Input records
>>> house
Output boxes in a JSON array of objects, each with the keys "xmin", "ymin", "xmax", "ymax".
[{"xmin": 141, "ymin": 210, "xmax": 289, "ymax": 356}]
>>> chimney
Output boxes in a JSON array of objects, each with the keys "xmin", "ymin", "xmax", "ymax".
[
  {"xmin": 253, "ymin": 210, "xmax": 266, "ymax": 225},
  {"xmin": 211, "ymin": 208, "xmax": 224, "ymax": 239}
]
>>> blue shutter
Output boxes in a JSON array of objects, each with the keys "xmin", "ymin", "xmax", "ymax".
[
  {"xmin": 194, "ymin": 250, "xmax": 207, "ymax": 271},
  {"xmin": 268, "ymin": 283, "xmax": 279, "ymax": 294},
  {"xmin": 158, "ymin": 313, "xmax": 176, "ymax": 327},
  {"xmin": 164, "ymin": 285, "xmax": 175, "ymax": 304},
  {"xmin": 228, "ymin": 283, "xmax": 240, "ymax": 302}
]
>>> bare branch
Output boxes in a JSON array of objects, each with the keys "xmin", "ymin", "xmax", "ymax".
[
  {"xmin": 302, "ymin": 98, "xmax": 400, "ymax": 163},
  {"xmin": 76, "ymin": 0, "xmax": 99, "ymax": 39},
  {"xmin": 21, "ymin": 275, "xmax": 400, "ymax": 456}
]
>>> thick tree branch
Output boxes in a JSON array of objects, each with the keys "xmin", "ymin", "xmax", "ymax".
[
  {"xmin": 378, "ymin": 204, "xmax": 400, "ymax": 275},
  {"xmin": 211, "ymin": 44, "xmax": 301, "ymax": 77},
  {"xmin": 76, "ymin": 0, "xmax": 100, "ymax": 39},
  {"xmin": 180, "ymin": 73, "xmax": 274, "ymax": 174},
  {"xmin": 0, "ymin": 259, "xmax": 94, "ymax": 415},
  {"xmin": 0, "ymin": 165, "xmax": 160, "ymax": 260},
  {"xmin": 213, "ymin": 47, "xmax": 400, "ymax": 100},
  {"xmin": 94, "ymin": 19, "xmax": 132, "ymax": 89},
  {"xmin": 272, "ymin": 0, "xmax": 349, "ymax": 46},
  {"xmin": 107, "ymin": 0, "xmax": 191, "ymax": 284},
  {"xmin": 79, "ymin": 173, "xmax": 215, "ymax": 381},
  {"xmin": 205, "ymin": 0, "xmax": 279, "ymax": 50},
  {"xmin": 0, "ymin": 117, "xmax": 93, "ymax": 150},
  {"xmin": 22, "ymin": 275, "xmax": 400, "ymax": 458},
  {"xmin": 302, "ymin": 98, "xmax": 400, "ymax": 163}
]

Exercise instructions
Render every line of the entries above as a Markdown table with the columns "Row" and "Line," giving each line a row number and leaving out blank lines.

Full output
| Row | Line |
|---|---|
| 1 | >>> house |
| 2 | Output boxes in a JSON array of objects, each with the keys "xmin", "ymin", "xmax", "ymax". |
| 3 | [{"xmin": 141, "ymin": 210, "xmax": 289, "ymax": 356}] |
| 4 | >>> chimney |
| 5 | Output boxes in a JSON array of objects, each with the keys "xmin", "ymin", "xmax", "ymax". |
| 6 | [ |
| 7 |   {"xmin": 253, "ymin": 210, "xmax": 266, "ymax": 225}, |
| 8 |   {"xmin": 211, "ymin": 208, "xmax": 224, "ymax": 239} |
| 9 | ] |
| 10 | >>> blue shutter |
| 11 | Output boxes in a JSON array of objects, each with the keys "xmin", "ymin", "xmax", "ymax". |
| 12 | [ |
| 13 |   {"xmin": 194, "ymin": 250, "xmax": 207, "ymax": 271}, |
| 14 |   {"xmin": 268, "ymin": 283, "xmax": 279, "ymax": 294}, |
| 15 |   {"xmin": 158, "ymin": 313, "xmax": 176, "ymax": 327}, |
| 16 |   {"xmin": 164, "ymin": 285, "xmax": 175, "ymax": 304}, |
| 17 |   {"xmin": 228, "ymin": 283, "xmax": 240, "ymax": 302} |
| 18 | ] |
| 19 | >>> bare branch |
| 20 | Output boxes in a JSON array of objects, each with the keys "xmin", "ymin", "xmax", "ymax". |
| 21 | [ |
| 22 |   {"xmin": 302, "ymin": 98, "xmax": 400, "ymax": 163}, |
| 23 |   {"xmin": 76, "ymin": 0, "xmax": 99, "ymax": 39}, |
| 24 |   {"xmin": 21, "ymin": 275, "xmax": 400, "ymax": 456} |
| 25 | ] |
| 26 | >>> thick tree branch |
| 27 | Output boxes in a JSON array of objects, each with the keys "xmin", "ymin", "xmax", "ymax". |
| 28 | [ |
| 29 |   {"xmin": 378, "ymin": 204, "xmax": 400, "ymax": 275}, |
| 30 |   {"xmin": 211, "ymin": 44, "xmax": 301, "ymax": 77}, |
| 31 |   {"xmin": 76, "ymin": 0, "xmax": 100, "ymax": 39}, |
| 32 |   {"xmin": 180, "ymin": 73, "xmax": 274, "ymax": 174}, |
| 33 |   {"xmin": 0, "ymin": 259, "xmax": 94, "ymax": 415}, |
| 34 |   {"xmin": 0, "ymin": 165, "xmax": 160, "ymax": 260}, |
| 35 |   {"xmin": 213, "ymin": 47, "xmax": 400, "ymax": 100}, |
| 36 |   {"xmin": 94, "ymin": 19, "xmax": 132, "ymax": 89}, |
| 37 |   {"xmin": 272, "ymin": 0, "xmax": 349, "ymax": 46}, |
| 38 |   {"xmin": 107, "ymin": 0, "xmax": 191, "ymax": 284}, |
| 39 |   {"xmin": 79, "ymin": 173, "xmax": 215, "ymax": 381}, |
| 40 |   {"xmin": 205, "ymin": 0, "xmax": 279, "ymax": 50}, |
| 41 |   {"xmin": 0, "ymin": 117, "xmax": 93, "ymax": 150}, |
| 42 |   {"xmin": 22, "ymin": 275, "xmax": 400, "ymax": 458}, |
| 43 |   {"xmin": 302, "ymin": 98, "xmax": 400, "ymax": 163} |
| 44 | ] |